TASK PROMPT:
Arrange the items as a numbered list, starting at the line that contains "of the clock" and ending at the last line of the items, both included. Leave out any blank lines.

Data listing
<<<<
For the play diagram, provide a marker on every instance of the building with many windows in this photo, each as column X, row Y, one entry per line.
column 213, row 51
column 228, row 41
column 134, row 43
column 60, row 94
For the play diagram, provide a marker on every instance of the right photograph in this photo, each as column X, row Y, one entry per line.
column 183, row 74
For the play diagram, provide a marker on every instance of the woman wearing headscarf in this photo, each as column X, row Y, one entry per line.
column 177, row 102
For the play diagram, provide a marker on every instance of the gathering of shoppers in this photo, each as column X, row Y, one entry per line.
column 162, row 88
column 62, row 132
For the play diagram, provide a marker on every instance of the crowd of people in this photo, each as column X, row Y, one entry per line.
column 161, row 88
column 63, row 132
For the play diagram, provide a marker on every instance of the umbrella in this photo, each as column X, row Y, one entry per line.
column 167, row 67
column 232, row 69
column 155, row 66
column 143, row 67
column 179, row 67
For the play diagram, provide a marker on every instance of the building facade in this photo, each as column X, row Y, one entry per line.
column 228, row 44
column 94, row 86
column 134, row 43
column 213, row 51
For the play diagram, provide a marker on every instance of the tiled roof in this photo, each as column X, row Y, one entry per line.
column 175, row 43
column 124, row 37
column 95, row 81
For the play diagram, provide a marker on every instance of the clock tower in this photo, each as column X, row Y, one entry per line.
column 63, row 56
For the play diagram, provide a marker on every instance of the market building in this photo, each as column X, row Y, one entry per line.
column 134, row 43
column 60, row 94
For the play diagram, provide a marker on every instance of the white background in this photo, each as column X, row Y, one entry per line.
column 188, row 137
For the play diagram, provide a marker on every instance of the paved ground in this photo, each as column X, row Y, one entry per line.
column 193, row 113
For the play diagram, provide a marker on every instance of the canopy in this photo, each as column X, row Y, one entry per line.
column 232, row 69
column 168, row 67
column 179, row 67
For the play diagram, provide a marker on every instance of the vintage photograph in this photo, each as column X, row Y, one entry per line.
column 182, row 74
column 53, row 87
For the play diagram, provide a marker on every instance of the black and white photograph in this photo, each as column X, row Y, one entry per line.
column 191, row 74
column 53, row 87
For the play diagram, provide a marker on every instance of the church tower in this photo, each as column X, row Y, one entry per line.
>>>>
WORKED SOLUTION:
1. For the play diagram, provide a marker on every instance of the clock tower in this photo, each as column X, row Y, one entry per line.
2. column 63, row 56
3. For the play diagram, provide a marker on every instance of the market building in this photo, each as column X, row Y, one entry per line.
4. column 134, row 43
5. column 60, row 94
6. For the play diagram, provide a marker on every instance of the white background in this photo, each as column X, row Y, one entry per line.
7. column 188, row 137
8. For the play diagram, provide a marker on every instance of the paved ground in this photo, each as column X, row Y, one entry per line.
9. column 193, row 113
10. For the play diagram, provide a marker on every instance of the canopy in this photo, each as column X, row Y, one entry per line.
11. column 232, row 69
12. column 168, row 67
13. column 179, row 67
14. For the play diagram, provide a marker on every instance of the vintage photograph in this photo, each as column X, row Y, one entry per line.
15. column 182, row 74
16. column 53, row 87
17. For the play diagram, provide a marker on every instance of the black and white photograph in this photo, each as column X, row Y, one entry per line.
18. column 191, row 74
19. column 53, row 87
20. For the play diagram, provide a marker on every instance of the church tower in this photo, each as column X, row Y, one entry per line.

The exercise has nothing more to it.